Given problem - Copy each item below word for word, omitting the pictures.

Information supplied -
>> start
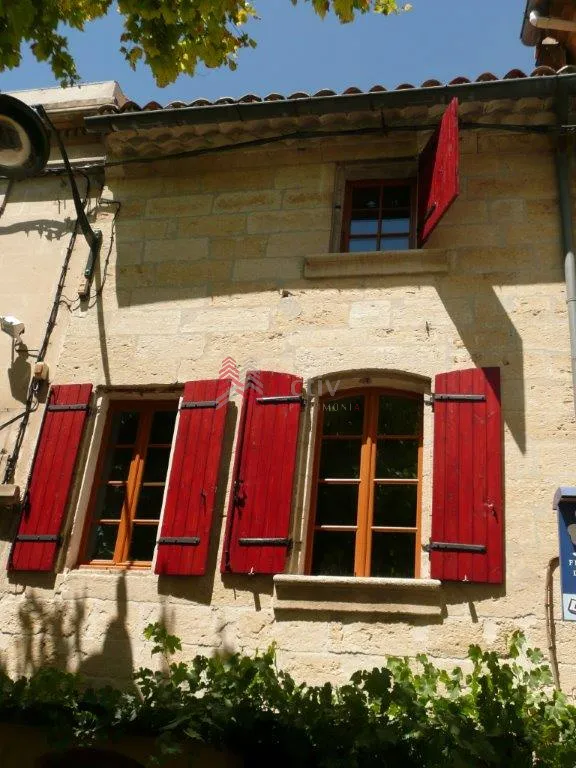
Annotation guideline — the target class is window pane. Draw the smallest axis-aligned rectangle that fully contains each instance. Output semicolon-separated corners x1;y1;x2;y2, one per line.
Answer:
105;448;132;480
373;485;418;528
380;237;410;251
322;395;364;435
150;410;176;444
142;448;170;483
348;237;378;253
316;484;358;525
96;485;126;520
312;531;356;576
128;525;158;560
352;184;380;212
376;440;418;479
382;217;410;235
320;439;362;479
370;533;416;579
350;218;380;235
378;395;422;435
112;411;140;445
136;485;164;520
88;523;118;560
382;184;411;208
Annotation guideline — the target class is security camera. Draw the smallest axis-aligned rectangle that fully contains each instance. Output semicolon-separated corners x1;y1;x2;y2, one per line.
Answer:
0;315;25;341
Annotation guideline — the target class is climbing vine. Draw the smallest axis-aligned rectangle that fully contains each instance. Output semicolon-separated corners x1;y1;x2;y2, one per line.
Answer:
0;624;576;768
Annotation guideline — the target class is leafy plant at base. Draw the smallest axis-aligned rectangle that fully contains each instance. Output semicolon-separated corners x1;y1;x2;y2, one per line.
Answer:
0;624;576;768
0;0;409;86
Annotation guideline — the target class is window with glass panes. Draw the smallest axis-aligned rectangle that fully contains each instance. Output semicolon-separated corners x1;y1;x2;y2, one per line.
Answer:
84;400;178;566
341;179;415;252
307;389;422;578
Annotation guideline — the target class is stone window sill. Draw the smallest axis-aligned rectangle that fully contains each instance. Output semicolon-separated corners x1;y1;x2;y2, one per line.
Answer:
304;248;451;280
273;574;443;617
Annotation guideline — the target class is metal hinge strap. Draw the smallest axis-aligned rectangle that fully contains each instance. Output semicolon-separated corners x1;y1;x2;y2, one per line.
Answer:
180;400;218;411
46;403;90;412
238;538;292;547
424;394;486;406
422;541;486;553
16;533;60;543
256;395;306;406
158;536;200;547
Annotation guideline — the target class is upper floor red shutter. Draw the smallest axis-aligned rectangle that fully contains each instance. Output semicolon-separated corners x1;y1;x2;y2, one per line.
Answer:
155;379;230;576
429;368;504;584
8;384;92;571
222;371;302;574
418;99;460;246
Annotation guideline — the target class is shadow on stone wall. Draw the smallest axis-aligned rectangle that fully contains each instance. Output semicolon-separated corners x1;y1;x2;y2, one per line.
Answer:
9;573;139;688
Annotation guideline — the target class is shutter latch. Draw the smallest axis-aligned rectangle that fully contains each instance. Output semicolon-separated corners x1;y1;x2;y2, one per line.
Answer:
158;536;200;547
238;537;292;547
46;403;90;413
256;395;306;408
422;541;486;554
424;393;486;408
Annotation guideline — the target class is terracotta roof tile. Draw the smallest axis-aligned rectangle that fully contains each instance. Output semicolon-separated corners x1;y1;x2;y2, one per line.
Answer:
100;67;568;114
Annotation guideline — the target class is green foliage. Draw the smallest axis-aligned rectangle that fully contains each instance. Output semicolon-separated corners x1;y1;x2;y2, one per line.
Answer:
0;0;410;86
0;624;576;768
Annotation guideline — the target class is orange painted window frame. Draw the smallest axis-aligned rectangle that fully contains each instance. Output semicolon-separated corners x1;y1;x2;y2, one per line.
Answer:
305;387;424;578
340;178;418;253
79;399;178;568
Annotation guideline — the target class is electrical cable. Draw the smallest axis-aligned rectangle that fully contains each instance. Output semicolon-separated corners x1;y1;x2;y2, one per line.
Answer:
0;176;90;486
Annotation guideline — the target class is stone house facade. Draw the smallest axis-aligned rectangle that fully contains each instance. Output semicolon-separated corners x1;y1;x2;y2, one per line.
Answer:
0;68;576;691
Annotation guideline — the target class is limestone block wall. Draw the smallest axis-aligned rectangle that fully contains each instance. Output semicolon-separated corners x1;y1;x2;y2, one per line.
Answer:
0;131;576;692
0;176;87;476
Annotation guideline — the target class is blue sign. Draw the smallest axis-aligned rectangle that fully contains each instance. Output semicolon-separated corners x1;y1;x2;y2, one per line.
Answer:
554;487;576;621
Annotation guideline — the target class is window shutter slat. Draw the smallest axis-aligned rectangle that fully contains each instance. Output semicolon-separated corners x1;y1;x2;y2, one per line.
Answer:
418;99;460;247
430;368;504;584
222;371;302;574
155;379;230;576
8;384;92;571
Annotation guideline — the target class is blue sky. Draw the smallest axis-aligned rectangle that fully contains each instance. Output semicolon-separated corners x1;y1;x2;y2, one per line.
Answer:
0;0;534;104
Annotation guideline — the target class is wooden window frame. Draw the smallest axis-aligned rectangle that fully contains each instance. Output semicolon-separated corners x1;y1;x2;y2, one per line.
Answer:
304;387;424;579
340;178;418;253
78;399;178;569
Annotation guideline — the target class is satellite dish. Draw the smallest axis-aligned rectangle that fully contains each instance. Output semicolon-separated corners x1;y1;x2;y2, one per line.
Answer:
0;93;50;179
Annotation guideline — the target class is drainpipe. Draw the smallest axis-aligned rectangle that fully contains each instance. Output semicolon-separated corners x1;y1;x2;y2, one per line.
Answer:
556;102;576;412
528;11;576;32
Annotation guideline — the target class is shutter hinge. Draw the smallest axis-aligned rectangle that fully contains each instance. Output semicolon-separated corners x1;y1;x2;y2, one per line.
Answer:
158;536;200;547
422;541;486;554
46;403;90;412
424;394;486;408
180;400;218;411
256;395;306;408
16;533;60;543
238;538;292;547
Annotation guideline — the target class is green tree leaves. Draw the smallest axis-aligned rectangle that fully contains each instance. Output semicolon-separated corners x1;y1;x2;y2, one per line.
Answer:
0;0;410;86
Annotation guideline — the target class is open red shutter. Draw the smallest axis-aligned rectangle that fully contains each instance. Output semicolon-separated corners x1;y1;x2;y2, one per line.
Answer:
418;99;460;246
222;371;303;574
429;368;504;584
8;384;92;571
155;379;230;576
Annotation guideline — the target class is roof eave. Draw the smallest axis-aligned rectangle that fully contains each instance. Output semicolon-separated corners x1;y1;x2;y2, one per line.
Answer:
84;73;576;133
520;0;550;47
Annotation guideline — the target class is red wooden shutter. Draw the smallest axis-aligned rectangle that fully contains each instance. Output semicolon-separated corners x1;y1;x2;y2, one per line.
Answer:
>> end
Task answer -
Annotation guideline — the target class is window pane. Draw the smallest axis-aligned rectangle that fully contains each instance. Output semicolon-separated corners x1;y1;x2;y2, one per line.
Answer:
105;448;132;480
373;485;418;528
380;237;410;251
322;395;364;435
150;410;176;444
142;448;170;483
348;237;378;253
316;484;358;525
96;485;126;520
312;531;356;576
128;525;158;560
352;184;380;212
376;440;418;479
382;217;410;235
320;439;362;479
370;533;416;579
350;218;380;235
378;395;422;435
112;411;140;445
136;485;164;520
88;523;118;560
382;184;411;208
Annotation guideline — the target class is security camera. Draw the smallest axis-aligned rectangle that fully contains each instance. Output semicolon-separated corners x1;y1;x2;y2, one per line.
Answer:
0;315;25;341
Annotation guideline — the target class is climbing vine. Draw the smallest axis-aligned rectangle that fully contains each instance. Output semicolon-separated corners x1;y1;x2;y2, one per line.
Answer:
0;624;576;768
Annotation guideline — the target class is leafy plant at base. Draw the smallest axis-aligned rectangle that fully contains each instance. Output semicolon-separated corners x1;y1;x2;y2, one per line.
Answer:
0;624;576;768
0;0;409;86
Annotation guideline — the target class is window with glass panes. Draw the smallest axis-aligned rectangle that fully contains each instance. Output semicolon-separated corners x1;y1;x2;y2, one per line.
Answer:
84;400;178;566
341;179;415;252
307;389;422;578
Annotation guideline — the target class is stone window sill. Draw the smallest axis-aligned rectangle that fully contains each instance. Output semicolon-separated corners x1;y1;x2;y2, one per line.
Answer:
304;248;451;280
273;574;443;617
Annotation guideline — the target class is metal hinge strap. Draw the smallest axis-aligned rectangle that fully contains each instance. Output semicolon-separated corners x1;y1;x2;y2, one per line.
Answer:
180;400;218;411
46;403;90;412
238;538;292;547
424;394;486;406
422;541;486;553
16;533;60;543
256;395;306;406
158;536;200;547
Annotation guideline — the target class is upper floor red shutter. Draw the smallest axis-aligned rectangle that fully contains each instance. Output semicolon-separated corners x1;y1;x2;y2, one per line.
Answer:
155;379;230;576
429;368;504;584
8;384;92;571
222;371;302;574
418;99;460;246
Annotation guideline — the target class is shadow on stone wall. Draw the smallest axis-aligned rectangle that fully contains each instance. Output semicolon-separated corners x1;y1;x2;y2, one per line.
Answer:
9;573;139;688
Annotation guideline — the target class is shutter latch. Draw the smallest axis-aligned rectangle that fully contains each instance. Output semicolon-separated corners x1;y1;x2;y2, one per line.
Answer:
158;536;200;547
238;537;292;547
46;403;90;413
256;395;306;408
422;541;486;554
424;393;486;408
Annotation guideline — the target class is terracotta roof tile. Draw the smallest axis-aligned rectangle that fully contains each instance. Output semicolon-separated corners x1;y1;x2;y2, one per line.
Answer:
100;67;568;114
Annotation guideline — the target class is green foliage. Draw the smallest axis-aligned rectangle that fully contains each instance. Output semicolon-separated corners x1;y1;x2;y2, one per line.
Answer:
0;0;410;86
0;624;576;768
Annotation guideline — the target class is orange painted window frame. Draw the smallest axis-aligned rectangle that fully contains each instance. Output semicolon-separated corners x1;y1;x2;y2, one per line.
Answer:
305;387;424;578
340;178;418;253
79;399;178;568
Annotation guideline — the target class is electrical cable. Draw the smallest axis-aligned rectangle that fully contains each instance. Output semicolon-separated corners x1;y1;x2;y2, one per line.
Answer:
0;176;90;486
Annotation guideline — the target class is stone house facade. Draw the smallest axis-aligned rectangle that fully contains each instance. Output semicolon-separated corners x1;y1;x2;y2, one per line.
Answer:
0;68;576;691
Annotation guideline — the target class is limestone block wall. Draw the smallest axis-aligned rectangle that fully contains each instance. Output semicolon-separated corners x1;y1;x2;y2, one per line.
Answer:
0;131;576;692
0;176;87;476
Annotation guideline — the target class is blue sign. Draw the smallest axis-aligned rectangle that fully contains each instance. Output semicolon-separated corners x1;y1;x2;y2, one per line.
Answer:
554;487;576;621
Annotation guideline — the target class is window shutter slat. Draw the smallest axis-aligned rectangle that fully contains each instance. Output semicolon-separated corners x1;y1;x2;y2, one per line.
Answer:
418;99;460;247
430;368;504;584
222;371;302;574
155;379;230;576
8;384;92;571
Annotation guideline — the target class is blue sky. Draw the smallest axis-aligned rectangle that fully contains each instance. Output semicolon-separated corners x1;y1;x2;y2, one per line.
Answer:
0;0;534;104
Annotation guideline — the target class is wooden window frame. Draw the smallest axis-aligned rectangle that fully contains each instance. Output semicolon-separated corners x1;y1;x2;y2, one per line.
Answer:
304;387;424;579
340;178;418;253
78;399;178;569
Annotation guideline — the target class is satellite dish. Draw the smallest axis-aligned rectangle that fully contains each instance. Output semicolon-separated corners x1;y1;x2;y2, one per line.
Answer:
0;93;50;179
Annotation guideline — the target class is drainpipe. Draw the smallest axis-aligned rectangle that fully contains each instance. Output semicolon-separated corners x1;y1;x2;y2, one per line.
Answer:
556;102;576;412
528;11;576;32
Annotation guideline — the target class is shutter hinge. Draw the smallest axis-aligned rectangle that fully contains each instance. Output semicolon-separated corners x1;y1;x2;y2, one per line.
Answer:
158;536;200;547
422;541;486;554
46;403;90;412
424;394;486;408
180;400;218;411
256;395;306;408
16;533;60;543
238;538;292;547
Annotation guideline — the target class is green tree leaves. Draw the smallest axis-aligned rectangle that fully contains each instance. Output semicolon-separated corners x1;y1;x2;y2, one per line.
Answer:
0;0;410;86
Annotation guideline — the target class is open red shutter. Draw the smallest axis-aligned rectangle that fully contains each instance. Output semicolon-separated corners x1;y1;x2;y2, one per line.
Answer:
418;99;460;246
222;371;303;574
429;368;504;584
8;384;92;571
155;379;230;576
Annotation guideline — the target class is roof eave. Draw the smallest axis-aligned rectangle that fully contains each instance. Output semicolon-separated corners x1;y1;x2;y2, one per line.
Answer:
84;73;576;133
520;0;550;47
Annotation guideline — the target class is red wooden shutter. Draw the smallest axis-aligned rectangle that fully contains each instance. Output semicolon-separated corners x1;y1;x2;y2, one per line.
Answer:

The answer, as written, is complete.